__Énoncé A__.
Répondez d'après l'intervention sur l'autorisation parlementaire des opérations extérieures :
(i) Combien de temps après l'engagement de l'opération l'autorisation du Parlement est-elle requise ?
(ii) Par qui le ministre de la défense a-t-il été auditionné il y a quelques jours ?
(iii) Où le ministre de la défense s'est-il exprimé ce matin ?

==== Extrait de la source

Mme Dominique Voynet.  - Cette procédure, issue de la dernière réforme constitutionnelle, consiste-t-elle vraiment en un renforcement des pouvoirs du Parlement ? Au vrai, la décision appartient au seul Gouvernement ; l'autorisation du Parlement n'est requise que quatre mois après l'engagement de l'opération. Ce dernier peut-il la refuser lorsque la crédibilité internationale de l'exécutif, la sécurité des troupes fraîchement déployées sont en jeu ? Non, sans doute, car, malgré de vifs questionnements, ce serait manquer à notre devoir de solidarité et de respect envers les morts au combat. Faut-il, pour autant, accepter de nous prononcer sans être véritablement informés ? Pas davantage. Certes, le ministre de la défense a été auditionné par la commission il y a quelques jours, mais c'était de la loi de programmation militaire et du fardeau que représentent les opérations extérieures pour le budget de la défense dont il était question. Nous avons dû nous fâcher pour que des fiches techniques nous soient fournies, dont le caractère succinct laisse de nombreuses questions sans réponse. De toute façon, si l'on en croit la presse, les décisions sont déjà prises. Le ministre de la défense a pris soin, dans les colonnes d'un quotidien ce matin, de rappeler clairement que du Gouvernement et du Parlement, « chacun est dans son rôle, on n'est pas dans la codécision ».

========
==== Données de l'exercice

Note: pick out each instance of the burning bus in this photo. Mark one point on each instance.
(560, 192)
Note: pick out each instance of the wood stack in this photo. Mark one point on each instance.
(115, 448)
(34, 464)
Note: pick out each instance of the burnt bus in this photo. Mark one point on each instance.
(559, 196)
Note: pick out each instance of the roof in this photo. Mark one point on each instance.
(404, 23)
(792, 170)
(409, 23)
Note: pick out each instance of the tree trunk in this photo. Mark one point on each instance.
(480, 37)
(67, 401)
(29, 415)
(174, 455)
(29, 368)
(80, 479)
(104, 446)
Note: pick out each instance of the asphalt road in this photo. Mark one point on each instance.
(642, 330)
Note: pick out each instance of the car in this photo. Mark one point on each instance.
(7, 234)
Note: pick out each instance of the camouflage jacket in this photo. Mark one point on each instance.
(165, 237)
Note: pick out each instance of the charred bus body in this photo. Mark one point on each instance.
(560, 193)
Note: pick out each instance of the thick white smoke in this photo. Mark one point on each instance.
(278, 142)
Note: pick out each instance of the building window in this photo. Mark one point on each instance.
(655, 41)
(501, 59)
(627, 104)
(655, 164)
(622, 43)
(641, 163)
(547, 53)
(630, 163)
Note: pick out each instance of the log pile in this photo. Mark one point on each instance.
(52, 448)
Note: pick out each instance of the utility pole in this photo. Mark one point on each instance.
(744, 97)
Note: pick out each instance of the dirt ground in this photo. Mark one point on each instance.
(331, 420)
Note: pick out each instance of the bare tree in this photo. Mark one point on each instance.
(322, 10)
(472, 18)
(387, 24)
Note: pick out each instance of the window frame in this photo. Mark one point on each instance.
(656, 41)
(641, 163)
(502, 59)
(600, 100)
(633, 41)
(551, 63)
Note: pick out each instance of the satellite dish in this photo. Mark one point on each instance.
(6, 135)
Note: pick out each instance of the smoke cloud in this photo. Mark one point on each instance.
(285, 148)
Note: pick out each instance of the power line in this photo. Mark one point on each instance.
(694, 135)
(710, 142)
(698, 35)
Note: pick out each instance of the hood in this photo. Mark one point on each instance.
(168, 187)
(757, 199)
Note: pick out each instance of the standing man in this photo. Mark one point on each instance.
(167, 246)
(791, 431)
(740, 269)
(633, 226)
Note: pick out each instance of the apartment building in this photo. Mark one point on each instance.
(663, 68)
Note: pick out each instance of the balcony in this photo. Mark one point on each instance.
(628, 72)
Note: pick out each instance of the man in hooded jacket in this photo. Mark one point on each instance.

========

__Énoncé B__.
Recopiez les enregistrements depuis la ligne contenant « Note: pick out each instance of the smoke » jusqu'à la fin des enregistrements, en renommant « photo » en « image » sans rien changer d'autre.

__Résultat final A__.
(i) Quatre mois après l'engagement de l'opération.
(ii) Par la commission.
(iii) Dans les colonnes d'un quotidien.

__Résultat final B__.
Note: pick out each instance of the smoke cloud in this image. Mark one point on each instance.
(285, 148)
Note: pick out each instance of the power line in this image. Mark one point on each instance.
(694, 135)
(710, 142)
(698, 35)
Note: pick out each instance of the hood in this image. Mark one point on each instance.
(168, 187)
(757, 199)
Note: pick out each instance of the standing man in this image. Mark one point on each instance.
(167, 246)
(791, 431)
(740, 269)
(633, 226)
Note: pick out each instance of the apartment building in this image. Mark one point on each instance.
(663, 68)
Note: pick out each instance of the balcony in this image. Mark one point on each instance.
(628, 72)
Note: pick out each instance of the man in hooded jacket in this image. Mark one point on each instance.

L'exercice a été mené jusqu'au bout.